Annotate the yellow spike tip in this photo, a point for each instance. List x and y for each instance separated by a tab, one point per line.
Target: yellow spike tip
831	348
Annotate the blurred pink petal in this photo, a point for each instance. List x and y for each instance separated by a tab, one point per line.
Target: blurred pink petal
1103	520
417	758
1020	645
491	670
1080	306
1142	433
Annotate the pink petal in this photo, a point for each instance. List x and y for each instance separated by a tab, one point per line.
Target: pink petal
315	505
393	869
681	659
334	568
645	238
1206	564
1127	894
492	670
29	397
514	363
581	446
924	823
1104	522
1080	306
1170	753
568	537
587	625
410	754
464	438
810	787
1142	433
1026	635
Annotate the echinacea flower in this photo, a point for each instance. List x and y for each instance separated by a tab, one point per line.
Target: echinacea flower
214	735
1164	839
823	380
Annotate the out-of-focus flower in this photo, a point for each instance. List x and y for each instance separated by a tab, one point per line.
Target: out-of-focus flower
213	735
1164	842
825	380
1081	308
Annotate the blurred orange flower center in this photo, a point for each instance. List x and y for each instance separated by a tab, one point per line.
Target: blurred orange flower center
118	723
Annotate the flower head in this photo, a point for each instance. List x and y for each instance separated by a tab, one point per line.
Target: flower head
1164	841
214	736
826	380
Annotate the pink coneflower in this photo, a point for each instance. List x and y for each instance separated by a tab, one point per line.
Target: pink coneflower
==============================
- **What needs to be done**: Copy, from the material above, each line in which the string "Annotate" occurs.

- **Solved exercise**:
Annotate the yellow spike tip in this photo, a point for each instance. List x and y for each instance separated by a tab, one point per line.
Annotate the blurred pink petal in this photo, a point for each instance. List x and y for each instance separated by a tab, one point per line.
Annotate the pink petal in this photo, a point for each instance. List x and y for each instance separated by a tab, one point per line.
Annotate the echinacea flower in this photo, a point for each instance. List x and y for each instance separated by a tab, one point per line.
Annotate the out-of-focus flower in this photo, a point for each instance. List x and y for each instance separated by a tab, one point per line.
Annotate the blurred orange flower center in this photo, a point for each instance. List x and y for each instance separated by a tab, one point per line.
Annotate the flower head in this photo, a point for each instance. List x and y for each instance separated by a tab, one point per line.
Annotate the pink coneflower in this photo, a point for each instance. List x and y for each instance separated by a tab, one point per line.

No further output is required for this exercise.